Top of Dataset records
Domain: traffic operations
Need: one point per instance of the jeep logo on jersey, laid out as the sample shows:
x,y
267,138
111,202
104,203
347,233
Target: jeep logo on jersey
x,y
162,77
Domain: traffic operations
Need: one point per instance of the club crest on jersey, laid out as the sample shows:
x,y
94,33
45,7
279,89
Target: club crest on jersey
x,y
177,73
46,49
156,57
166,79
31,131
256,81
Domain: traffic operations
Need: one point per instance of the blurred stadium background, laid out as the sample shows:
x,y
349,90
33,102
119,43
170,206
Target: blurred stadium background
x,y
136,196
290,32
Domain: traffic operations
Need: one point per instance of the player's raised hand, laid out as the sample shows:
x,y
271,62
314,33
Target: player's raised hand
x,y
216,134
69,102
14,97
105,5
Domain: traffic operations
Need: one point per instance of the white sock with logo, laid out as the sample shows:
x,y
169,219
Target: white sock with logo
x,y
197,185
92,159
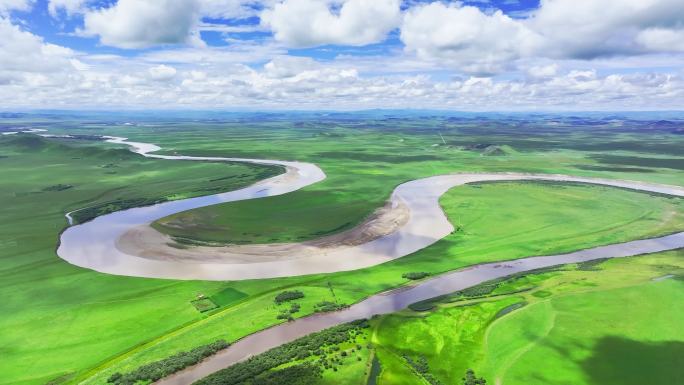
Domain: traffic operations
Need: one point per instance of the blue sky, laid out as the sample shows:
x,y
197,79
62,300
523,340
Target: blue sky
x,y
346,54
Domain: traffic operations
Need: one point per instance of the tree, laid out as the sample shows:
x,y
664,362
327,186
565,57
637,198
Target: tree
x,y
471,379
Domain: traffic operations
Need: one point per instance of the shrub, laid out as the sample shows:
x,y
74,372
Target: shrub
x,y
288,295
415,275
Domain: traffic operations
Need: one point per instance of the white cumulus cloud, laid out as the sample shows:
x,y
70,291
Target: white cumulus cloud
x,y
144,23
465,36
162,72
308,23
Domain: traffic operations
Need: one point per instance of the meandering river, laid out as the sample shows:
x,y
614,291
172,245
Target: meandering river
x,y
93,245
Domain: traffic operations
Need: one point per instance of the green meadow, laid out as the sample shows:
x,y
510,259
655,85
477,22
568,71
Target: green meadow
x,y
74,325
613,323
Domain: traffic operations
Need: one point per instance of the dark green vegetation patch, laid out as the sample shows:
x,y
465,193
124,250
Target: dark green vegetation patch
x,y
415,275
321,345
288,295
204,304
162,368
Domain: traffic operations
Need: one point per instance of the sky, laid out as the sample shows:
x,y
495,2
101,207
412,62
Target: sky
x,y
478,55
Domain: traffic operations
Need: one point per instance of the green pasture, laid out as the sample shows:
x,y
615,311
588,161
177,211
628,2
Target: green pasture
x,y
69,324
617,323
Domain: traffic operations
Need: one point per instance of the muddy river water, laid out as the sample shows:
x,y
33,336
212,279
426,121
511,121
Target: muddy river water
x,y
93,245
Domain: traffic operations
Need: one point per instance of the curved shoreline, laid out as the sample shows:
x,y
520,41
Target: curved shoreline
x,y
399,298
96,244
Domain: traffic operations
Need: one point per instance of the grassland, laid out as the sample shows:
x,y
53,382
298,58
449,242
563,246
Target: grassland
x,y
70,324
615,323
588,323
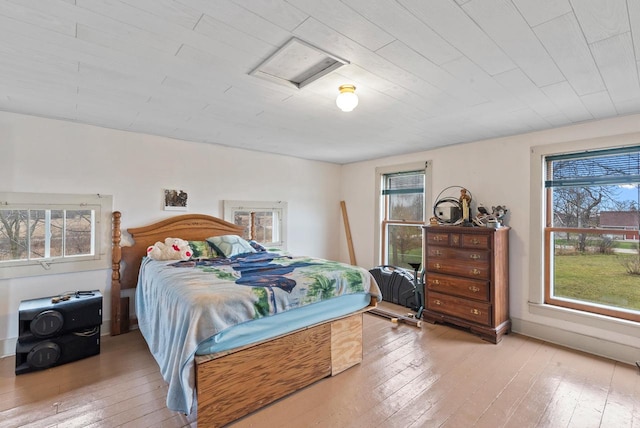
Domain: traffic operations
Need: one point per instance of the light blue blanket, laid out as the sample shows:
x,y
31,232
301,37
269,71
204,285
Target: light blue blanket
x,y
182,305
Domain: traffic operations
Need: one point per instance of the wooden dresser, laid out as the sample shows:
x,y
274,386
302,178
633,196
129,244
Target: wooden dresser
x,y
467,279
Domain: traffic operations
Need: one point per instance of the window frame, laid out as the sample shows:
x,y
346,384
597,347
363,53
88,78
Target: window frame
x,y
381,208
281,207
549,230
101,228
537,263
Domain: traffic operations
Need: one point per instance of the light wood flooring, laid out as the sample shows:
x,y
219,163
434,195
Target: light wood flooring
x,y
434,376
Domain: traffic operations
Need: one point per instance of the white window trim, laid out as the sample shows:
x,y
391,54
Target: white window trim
Bottom of Dataset records
### What is needed
Each entry is to be given again exactly as it stands, with its pictures removed.

### Output of the exercise
Domain: traffic operations
Need: one point per instance of the jeep logo on jersey, laid out as the sample shows:
x,y
267,138
111,202
104,203
347,233
Target: jeep logo on jersey
x,y
162,77
Domain: traffic operations
Need: one point per instance of the club crest on jersey, laid out as the sample shows:
x,y
94,33
45,7
279,89
Target: club crest on jersey
x,y
177,73
46,49
156,57
166,79
31,131
256,81
Domain: traffic operations
Need: one point per instance of the blurred stadium background, laid out as the sample shows:
x,y
349,90
33,102
119,43
170,206
Target: blurred stadium background
x,y
136,196
290,32
Domain: traffic operations
Need: one point per instance of the player's raised hand, laid out as the sample shows:
x,y
271,62
314,33
Target: player's raised hand
x,y
216,134
69,102
14,97
105,5
Domain: traffic operations
Need: one point per instance of the white sock with logo, laid out as the sample shows:
x,y
169,219
Target: white sock with logo
x,y
197,185
92,159
Domain: traffic operations
Need: one point per instance of the blue sky, laid out as the sample shows:
x,y
197,79
62,300
523,340
Target: blue sky
x,y
346,54
Domain: traffic operations
Need: one point per instance of the tree, laid out as the sample shows:
x,y
664,362
327,186
565,57
637,198
Target: tree
x,y
471,379
Domain: traffic operations
Need: one point per instance of the shrub, laid out as the sample shows:
x,y
74,372
Target: shrub
x,y
288,295
415,275
Domain: traffic operations
Need: one point per instance of the white cumulus cloud, laid out as the sample shows:
x,y
70,291
Target: white cumulus cloud
x,y
144,23
465,36
162,72
308,23
Domain: traffic operations
Need: one point per instance of the meandering river, laid out as the sample shows:
x,y
614,291
172,245
Target: meandering river
x,y
93,245
Domain: traffic operations
Need: one point per instance of the green meadow, laid out as the sample shows:
x,y
510,259
655,85
477,22
568,71
Target: green meadow
x,y
74,325
613,323
Domain: traffic operations
Need: one point per instance of the dark green vegetation patch, laid out as the sample shows:
x,y
465,193
124,250
Target: dark green vegetation patch
x,y
415,275
321,345
288,295
204,304
162,368
Domain: traffic operations
Need: one point per instance of the sky, laid out as the sample shows:
x,y
495,2
101,207
412,62
Target: sky
x,y
478,55
Domain: traffic operations
Need: one point per instance of the green pasture, laid out as the sample shows:
x,y
615,311
588,161
177,211
628,2
Target: green pasture
x,y
69,324
617,323
Domain: traffic operations
Need: one point per instance of the muddy river water, laid out as the sample shows:
x,y
33,336
212,279
426,121
511,121
Target: muddy river water
x,y
93,245
Domain: traffic operations
Need: one point per instance of the curved shoreline, laid out as the sample shows:
x,y
520,41
Target: curved shoreline
x,y
399,298
96,244
Domain: traffic operations
Need: one point per instance of the grassland, laid out as the sample shows:
x,y
53,382
298,58
449,242
563,246
Target: grassland
x,y
70,324
615,323
588,323
Domain: traffic operations
Need: one point per instance of the light blue blanket, laid out as the sample shows:
x,y
31,232
301,37
269,71
204,285
Target: light blue blanket
x,y
182,305
Domain: traffic operations
Need: one point per instance of the wooden dresser, laid out as the sample shows:
x,y
274,386
302,178
633,196
129,244
Target: wooden dresser
x,y
467,279
Domain: traffic operations
Need: one point per instance of the window frame, laid out as the sample shows:
x,y
346,384
597,347
363,53
88,78
Target: window frame
x,y
381,208
281,207
549,230
101,228
537,263
Domain: traffic operations
Need: one point per instance of the light wood flooring, laid out as the sample shows:
x,y
219,163
434,195
Target: light wood flooring
x,y
434,376
Domain: traffic operations
Need: one point per instance of the white window trim, laid out as the sample shows:
x,y
391,54
Target: white window trim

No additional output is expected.